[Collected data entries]
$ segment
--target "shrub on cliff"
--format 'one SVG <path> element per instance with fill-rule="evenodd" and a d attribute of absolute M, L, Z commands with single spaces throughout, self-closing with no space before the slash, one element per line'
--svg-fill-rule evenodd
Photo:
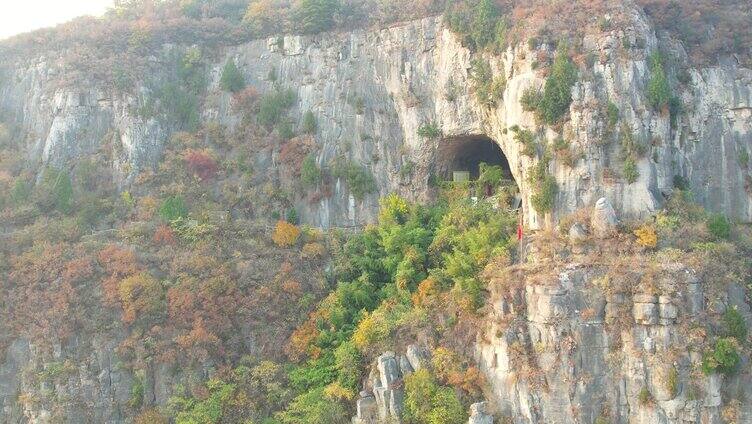
<path fill-rule="evenodd" d="M 663 58 L 659 53 L 653 53 L 649 58 L 650 80 L 648 81 L 648 102 L 656 110 L 662 110 L 671 100 L 671 87 L 668 85 L 666 72 L 663 70 Z"/>
<path fill-rule="evenodd" d="M 170 420 L 156 409 L 147 409 L 138 414 L 133 422 L 134 424 L 169 424 Z"/>
<path fill-rule="evenodd" d="M 231 93 L 237 93 L 245 88 L 245 78 L 234 60 L 228 59 L 227 63 L 225 63 L 225 67 L 222 69 L 222 76 L 219 79 L 219 85 L 222 87 L 222 90 Z"/>
<path fill-rule="evenodd" d="M 629 184 L 636 182 L 637 179 L 640 178 L 640 171 L 637 169 L 637 163 L 631 156 L 627 157 L 624 160 L 622 173 L 624 175 L 624 179 Z"/>
<path fill-rule="evenodd" d="M 747 323 L 735 307 L 726 309 L 723 314 L 723 325 L 726 327 L 726 336 L 735 338 L 739 343 L 746 342 Z"/>
<path fill-rule="evenodd" d="M 435 140 L 441 137 L 441 128 L 433 121 L 424 122 L 418 127 L 418 135 L 427 140 Z"/>
<path fill-rule="evenodd" d="M 316 116 L 310 110 L 303 115 L 303 122 L 300 124 L 301 132 L 304 134 L 316 134 Z"/>
<path fill-rule="evenodd" d="M 491 65 L 483 59 L 474 59 L 471 65 L 470 79 L 478 103 L 483 106 L 496 106 L 504 97 L 506 79 L 504 76 L 494 77 Z"/>
<path fill-rule="evenodd" d="M 274 418 L 282 424 L 348 424 L 350 417 L 345 406 L 330 399 L 324 389 L 304 393 L 290 402 L 287 410 Z"/>
<path fill-rule="evenodd" d="M 496 40 L 496 23 L 499 8 L 493 0 L 480 0 L 475 6 L 470 37 L 479 48 L 486 47 Z"/>
<path fill-rule="evenodd" d="M 406 422 L 411 424 L 462 423 L 465 408 L 451 387 L 440 386 L 426 369 L 405 377 Z"/>
<path fill-rule="evenodd" d="M 334 350 L 337 382 L 353 393 L 358 392 L 358 386 L 361 383 L 363 373 L 360 362 L 362 359 L 357 347 L 351 341 L 343 342 Z"/>
<path fill-rule="evenodd" d="M 554 124 L 569 111 L 572 87 L 576 82 L 577 68 L 569 58 L 565 46 L 559 46 L 538 108 L 543 122 Z"/>
<path fill-rule="evenodd" d="M 501 47 L 506 25 L 493 0 L 447 2 L 444 19 L 466 45 L 475 49 Z"/>
<path fill-rule="evenodd" d="M 356 200 L 363 200 L 367 194 L 377 190 L 376 180 L 368 168 L 352 162 L 338 162 L 334 166 L 334 176 L 344 178 Z"/>
<path fill-rule="evenodd" d="M 543 100 L 543 94 L 534 87 L 528 87 L 522 92 L 520 105 L 525 112 L 535 112 L 540 107 Z"/>
<path fill-rule="evenodd" d="M 284 112 L 295 103 L 295 92 L 275 90 L 261 98 L 259 103 L 258 121 L 267 128 L 273 127 L 281 121 Z"/>
<path fill-rule="evenodd" d="M 316 156 L 308 154 L 300 166 L 300 181 L 303 187 L 315 187 L 321 181 L 321 169 L 316 163 Z"/>
<path fill-rule="evenodd" d="M 720 372 L 730 375 L 736 371 L 740 361 L 737 341 L 731 337 L 718 339 L 715 347 L 702 356 L 702 371 L 705 374 Z"/>
<path fill-rule="evenodd" d="M 298 242 L 300 228 L 287 221 L 277 221 L 272 240 L 279 247 L 290 247 Z"/>
<path fill-rule="evenodd" d="M 185 218 L 188 216 L 188 206 L 182 196 L 170 196 L 159 206 L 159 216 L 167 222 Z"/>
<path fill-rule="evenodd" d="M 31 184 L 25 179 L 19 177 L 13 182 L 13 187 L 10 189 L 9 200 L 15 206 L 19 206 L 25 203 L 29 196 L 31 196 Z"/>
<path fill-rule="evenodd" d="M 217 174 L 217 161 L 212 157 L 208 150 L 188 149 L 184 155 L 188 172 L 196 176 L 201 181 L 213 178 Z"/>
<path fill-rule="evenodd" d="M 553 209 L 558 192 L 556 178 L 548 172 L 549 161 L 548 156 L 541 158 L 528 176 L 528 181 L 533 186 L 530 201 L 538 213 L 546 213 Z"/>
<path fill-rule="evenodd" d="M 290 401 L 290 390 L 281 366 L 243 357 L 240 365 L 217 372 L 215 377 L 189 393 L 178 386 L 167 410 L 178 424 L 276 423 L 270 416 Z M 144 421 L 158 424 L 161 421 Z"/>
<path fill-rule="evenodd" d="M 643 225 L 640 228 L 634 230 L 634 235 L 637 236 L 637 244 L 643 247 L 655 248 L 658 245 L 658 235 L 655 232 L 655 228 L 652 225 Z"/>
<path fill-rule="evenodd" d="M 120 302 L 123 305 L 123 322 L 136 320 L 148 322 L 164 311 L 164 289 L 157 279 L 148 273 L 128 277 L 118 285 Z"/>
<path fill-rule="evenodd" d="M 73 185 L 68 173 L 54 168 L 44 169 L 41 181 L 34 188 L 33 199 L 43 212 L 70 212 L 73 207 Z"/>
<path fill-rule="evenodd" d="M 708 217 L 705 225 L 713 237 L 717 239 L 728 239 L 731 237 L 731 223 L 723 214 L 712 214 Z"/>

▶ **Assigned task**
With the pictures omitted, repeat the full set of records above exactly.

▶ **Output**
$ segment
--target "shrub on cliff"
--format 'one SVG <path> element per instance with fill-rule="evenodd" and a d attribute of absolute M, L, Z commands with single spaces throughout, self-closing with no space before the slash, one element per line'
--svg-fill-rule evenodd
Photo:
<path fill-rule="evenodd" d="M 663 58 L 659 53 L 653 53 L 649 58 L 650 80 L 648 81 L 648 102 L 656 110 L 662 110 L 671 100 L 671 87 L 668 85 L 666 72 L 663 70 Z"/>
<path fill-rule="evenodd" d="M 170 420 L 156 409 L 147 409 L 138 414 L 133 422 L 134 424 L 169 424 Z"/>
<path fill-rule="evenodd" d="M 231 93 L 237 93 L 245 88 L 245 78 L 234 60 L 228 59 L 227 63 L 225 63 L 225 67 L 222 69 L 222 76 L 219 79 L 219 85 L 222 87 L 222 90 Z"/>
<path fill-rule="evenodd" d="M 629 184 L 636 182 L 637 179 L 640 178 L 640 171 L 637 169 L 637 163 L 631 156 L 627 157 L 624 160 L 622 173 L 624 175 L 624 179 Z"/>
<path fill-rule="evenodd" d="M 747 323 L 735 307 L 726 309 L 723 314 L 723 325 L 726 327 L 726 336 L 735 338 L 739 343 L 746 342 Z"/>
<path fill-rule="evenodd" d="M 435 140 L 441 137 L 441 128 L 433 121 L 424 122 L 418 127 L 418 135 L 427 140 Z"/>
<path fill-rule="evenodd" d="M 316 116 L 310 110 L 303 115 L 303 122 L 300 124 L 301 132 L 304 134 L 316 134 Z"/>
<path fill-rule="evenodd" d="M 491 65 L 483 59 L 474 59 L 471 65 L 470 79 L 478 103 L 483 106 L 496 106 L 504 97 L 506 79 L 504 76 L 494 77 Z"/>
<path fill-rule="evenodd" d="M 274 418 L 282 424 L 348 424 L 350 417 L 345 406 L 330 399 L 324 389 L 304 393 L 290 402 L 287 410 Z"/>
<path fill-rule="evenodd" d="M 496 40 L 496 23 L 499 8 L 493 0 L 480 0 L 475 6 L 470 37 L 479 48 L 486 47 Z"/>
<path fill-rule="evenodd" d="M 406 422 L 411 424 L 462 423 L 465 408 L 451 387 L 440 386 L 426 369 L 405 377 Z"/>
<path fill-rule="evenodd" d="M 334 350 L 337 382 L 353 393 L 358 392 L 358 386 L 361 383 L 363 373 L 360 362 L 362 359 L 357 347 L 351 341 L 343 342 Z"/>
<path fill-rule="evenodd" d="M 554 124 L 569 111 L 572 87 L 576 82 L 577 68 L 569 58 L 565 46 L 559 46 L 538 108 L 543 122 Z"/>
<path fill-rule="evenodd" d="M 501 47 L 506 25 L 493 0 L 447 2 L 444 19 L 466 45 L 475 49 Z"/>
<path fill-rule="evenodd" d="M 356 200 L 363 200 L 367 194 L 377 190 L 376 180 L 368 168 L 352 162 L 338 162 L 334 166 L 334 176 L 344 178 Z"/>
<path fill-rule="evenodd" d="M 543 100 L 543 94 L 534 87 L 528 87 L 522 92 L 520 105 L 525 112 L 535 112 L 540 107 Z"/>
<path fill-rule="evenodd" d="M 284 112 L 295 103 L 295 92 L 275 90 L 261 98 L 259 103 L 258 121 L 267 128 L 273 127 L 281 121 Z"/>
<path fill-rule="evenodd" d="M 316 156 L 308 154 L 300 166 L 300 181 L 303 187 L 315 187 L 321 181 L 321 169 L 316 163 Z"/>
<path fill-rule="evenodd" d="M 720 372 L 730 375 L 736 371 L 740 361 L 737 341 L 731 337 L 718 339 L 715 347 L 702 356 L 702 371 L 705 374 Z"/>
<path fill-rule="evenodd" d="M 298 242 L 300 228 L 287 221 L 277 221 L 272 240 L 279 247 L 290 247 Z"/>
<path fill-rule="evenodd" d="M 185 218 L 188 216 L 188 206 L 182 196 L 170 196 L 159 206 L 159 216 L 167 222 Z"/>
<path fill-rule="evenodd" d="M 31 184 L 25 179 L 19 177 L 13 182 L 13 187 L 10 189 L 9 200 L 15 206 L 19 206 L 25 203 L 29 196 L 31 196 Z"/>
<path fill-rule="evenodd" d="M 217 174 L 217 161 L 212 157 L 208 150 L 188 149 L 184 155 L 188 172 L 196 176 L 201 181 L 213 178 Z"/>
<path fill-rule="evenodd" d="M 553 209 L 558 192 L 556 178 L 548 172 L 549 161 L 548 156 L 541 158 L 528 176 L 528 181 L 533 186 L 530 201 L 538 213 L 546 213 Z"/>
<path fill-rule="evenodd" d="M 290 401 L 290 390 L 281 366 L 243 357 L 240 365 L 217 372 L 215 377 L 189 393 L 178 386 L 167 410 L 178 424 L 276 423 L 270 416 Z M 144 421 L 158 424 L 161 421 Z"/>
<path fill-rule="evenodd" d="M 643 225 L 640 228 L 634 230 L 634 235 L 637 236 L 637 244 L 643 247 L 655 248 L 658 245 L 658 235 L 655 232 L 655 228 L 652 225 Z"/>
<path fill-rule="evenodd" d="M 120 302 L 123 305 L 123 322 L 136 320 L 148 322 L 164 311 L 164 289 L 157 279 L 148 273 L 128 277 L 118 285 Z"/>
<path fill-rule="evenodd" d="M 73 185 L 68 173 L 54 168 L 44 169 L 41 181 L 34 188 L 33 199 L 43 212 L 70 212 L 73 207 Z"/>
<path fill-rule="evenodd" d="M 708 217 L 705 225 L 713 237 L 717 239 L 728 239 L 731 237 L 731 223 L 723 214 L 712 214 Z"/>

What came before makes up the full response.